→ Required work
Your answer should be the full set of records, printed exactly as they stand.

────

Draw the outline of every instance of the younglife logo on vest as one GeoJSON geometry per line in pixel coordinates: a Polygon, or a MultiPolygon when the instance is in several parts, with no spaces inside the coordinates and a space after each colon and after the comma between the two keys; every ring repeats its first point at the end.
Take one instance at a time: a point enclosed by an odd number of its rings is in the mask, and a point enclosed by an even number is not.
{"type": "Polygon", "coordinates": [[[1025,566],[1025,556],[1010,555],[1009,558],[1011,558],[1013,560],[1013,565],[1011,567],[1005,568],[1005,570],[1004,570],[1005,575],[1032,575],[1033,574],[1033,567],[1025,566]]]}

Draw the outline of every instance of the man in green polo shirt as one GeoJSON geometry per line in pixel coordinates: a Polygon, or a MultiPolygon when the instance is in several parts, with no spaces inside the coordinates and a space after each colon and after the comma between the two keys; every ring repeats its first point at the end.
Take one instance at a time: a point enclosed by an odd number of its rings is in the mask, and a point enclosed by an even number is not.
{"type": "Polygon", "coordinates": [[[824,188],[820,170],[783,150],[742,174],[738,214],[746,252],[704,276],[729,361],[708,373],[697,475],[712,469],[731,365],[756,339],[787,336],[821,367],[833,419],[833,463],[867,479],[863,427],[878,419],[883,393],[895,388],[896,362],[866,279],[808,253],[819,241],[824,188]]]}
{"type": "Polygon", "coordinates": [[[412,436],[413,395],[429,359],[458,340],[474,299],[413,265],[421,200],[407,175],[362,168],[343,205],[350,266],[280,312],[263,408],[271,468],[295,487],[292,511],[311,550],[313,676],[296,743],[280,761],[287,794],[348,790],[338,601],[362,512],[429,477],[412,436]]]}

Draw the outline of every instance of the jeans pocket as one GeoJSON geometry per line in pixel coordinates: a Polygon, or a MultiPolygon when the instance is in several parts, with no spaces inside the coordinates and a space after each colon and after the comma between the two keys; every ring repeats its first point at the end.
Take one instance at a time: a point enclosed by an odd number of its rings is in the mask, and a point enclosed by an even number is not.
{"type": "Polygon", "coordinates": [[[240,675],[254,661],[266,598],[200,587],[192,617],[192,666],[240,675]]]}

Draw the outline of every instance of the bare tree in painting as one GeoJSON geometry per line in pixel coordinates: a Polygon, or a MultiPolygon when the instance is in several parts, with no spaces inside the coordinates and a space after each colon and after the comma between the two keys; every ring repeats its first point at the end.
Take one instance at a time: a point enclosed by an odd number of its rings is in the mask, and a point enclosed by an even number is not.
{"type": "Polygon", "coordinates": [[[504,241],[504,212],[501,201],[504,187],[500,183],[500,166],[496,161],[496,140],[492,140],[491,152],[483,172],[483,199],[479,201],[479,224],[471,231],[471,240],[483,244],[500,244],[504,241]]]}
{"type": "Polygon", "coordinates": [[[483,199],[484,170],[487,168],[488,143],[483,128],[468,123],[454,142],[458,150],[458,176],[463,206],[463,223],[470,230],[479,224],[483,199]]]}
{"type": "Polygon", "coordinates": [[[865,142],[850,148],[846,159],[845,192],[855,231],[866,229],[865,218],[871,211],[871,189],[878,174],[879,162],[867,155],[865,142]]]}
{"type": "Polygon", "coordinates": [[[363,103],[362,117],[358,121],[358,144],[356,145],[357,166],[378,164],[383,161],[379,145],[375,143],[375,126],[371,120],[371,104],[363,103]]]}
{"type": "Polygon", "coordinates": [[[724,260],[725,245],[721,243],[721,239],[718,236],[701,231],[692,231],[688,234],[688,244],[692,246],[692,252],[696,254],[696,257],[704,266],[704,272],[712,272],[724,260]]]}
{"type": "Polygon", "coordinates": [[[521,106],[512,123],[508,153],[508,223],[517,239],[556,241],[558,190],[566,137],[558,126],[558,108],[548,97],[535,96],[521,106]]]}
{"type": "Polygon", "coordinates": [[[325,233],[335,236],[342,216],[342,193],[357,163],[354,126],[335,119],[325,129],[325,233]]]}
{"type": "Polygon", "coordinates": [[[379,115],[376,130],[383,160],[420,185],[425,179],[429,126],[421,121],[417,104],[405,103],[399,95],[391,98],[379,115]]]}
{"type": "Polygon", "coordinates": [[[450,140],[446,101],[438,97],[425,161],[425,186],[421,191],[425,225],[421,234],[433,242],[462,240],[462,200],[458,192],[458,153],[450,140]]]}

────

→ Written answer
Draw the outline of every instance of the younglife logo on vest as one GeoJSON geometry per line in pixel coordinates: a Polygon, or a MultiPolygon when the instance is in several parts, with no spaces inside the coordinates and a space after each colon and after the comma between the two keys; every ring repeats its first point at the end.
Take one instance at a time: a point enclosed by an odd number of its rings is in the mask, and a point enclosed by an even number is not.
{"type": "Polygon", "coordinates": [[[1025,566],[1025,556],[1010,555],[1009,558],[1011,558],[1013,560],[1013,565],[1011,567],[1005,568],[1005,570],[1004,570],[1005,575],[1032,575],[1033,574],[1033,567],[1025,566]]]}

Draw the outline of every instance of the man in green polo shirt as one GeoJSON geometry per line in pixel coordinates: a Polygon, or a MultiPolygon when the instance is in several parts, with no spaces inside the coordinates and a space after each colon and after the comma between the two keys; every ring repeats its first point at the end.
Take one instance at a time: a point enclosed by an odd number of its rings is in the mask, and a point enclosed by an even number is not.
{"type": "Polygon", "coordinates": [[[824,188],[820,170],[783,150],[742,174],[738,214],[746,252],[704,276],[729,361],[708,373],[697,475],[712,469],[731,365],[756,339],[787,336],[821,367],[833,419],[833,463],[867,479],[863,427],[878,419],[883,393],[895,388],[896,362],[866,279],[808,253],[819,241],[824,188]]]}
{"type": "Polygon", "coordinates": [[[412,436],[413,395],[429,359],[458,340],[474,299],[413,265],[421,200],[407,175],[362,168],[343,205],[350,266],[280,312],[263,408],[271,468],[295,487],[292,511],[311,550],[313,676],[296,743],[280,761],[287,794],[348,790],[338,601],[362,512],[429,477],[412,436]]]}

Draw the outline of every instance of the jeans pocket as one GeoJSON geometry per line in pixel coordinates: a Polygon, or a MultiPolygon when the instance is in several parts, with no spaces inside the coordinates and a space after each colon and after the comma between the two keys; every ring repeats its first point at the end.
Take one instance at a time: a point enclosed by an odd number of its rings is in the mask, and a point enclosed by an even number is not.
{"type": "Polygon", "coordinates": [[[240,675],[254,661],[266,598],[200,587],[192,617],[192,666],[240,675]]]}

Draw the outline of every instance of the bare tree in painting as one GeoJSON geometry per line in pixel coordinates: a Polygon, or a MultiPolygon when the instance is in several parts, with no spaces inside the coordinates and a space after each colon and after the comma between the two keys; every ring repeats its first point at the end.
Take one instance at a time: a point enclosed by an odd number of its rings is in the mask, and a point enclosed by an even number is not.
{"type": "Polygon", "coordinates": [[[504,241],[504,212],[501,201],[504,187],[500,183],[500,166],[496,161],[496,140],[492,140],[491,152],[483,172],[483,199],[479,201],[479,224],[471,231],[471,240],[483,244],[500,244],[504,241]]]}
{"type": "Polygon", "coordinates": [[[483,199],[484,170],[487,168],[488,143],[483,128],[468,123],[454,142],[458,150],[458,176],[463,206],[463,223],[470,230],[479,224],[483,199]]]}
{"type": "Polygon", "coordinates": [[[865,142],[850,148],[846,159],[845,192],[855,231],[866,229],[865,218],[871,211],[871,189],[878,174],[879,162],[867,155],[865,142]]]}
{"type": "Polygon", "coordinates": [[[363,103],[362,117],[358,121],[358,144],[356,145],[357,166],[378,164],[383,161],[379,145],[375,143],[375,126],[371,120],[371,104],[363,103]]]}
{"type": "Polygon", "coordinates": [[[724,260],[725,245],[721,243],[721,239],[718,236],[701,231],[692,231],[688,234],[688,244],[692,246],[692,252],[696,254],[696,257],[704,266],[704,272],[712,272],[724,260]]]}
{"type": "Polygon", "coordinates": [[[521,106],[512,123],[508,153],[508,223],[517,239],[556,241],[558,190],[566,137],[558,126],[558,108],[548,97],[535,96],[521,106]]]}
{"type": "Polygon", "coordinates": [[[325,233],[335,236],[342,216],[342,193],[357,163],[354,126],[335,119],[325,129],[325,233]]]}
{"type": "Polygon", "coordinates": [[[379,115],[376,130],[383,160],[420,185],[425,179],[429,126],[421,121],[417,104],[405,103],[399,95],[391,98],[379,115]]]}
{"type": "Polygon", "coordinates": [[[450,140],[446,101],[438,97],[425,161],[425,186],[421,191],[425,225],[421,234],[433,242],[462,240],[462,200],[458,192],[458,153],[450,140]]]}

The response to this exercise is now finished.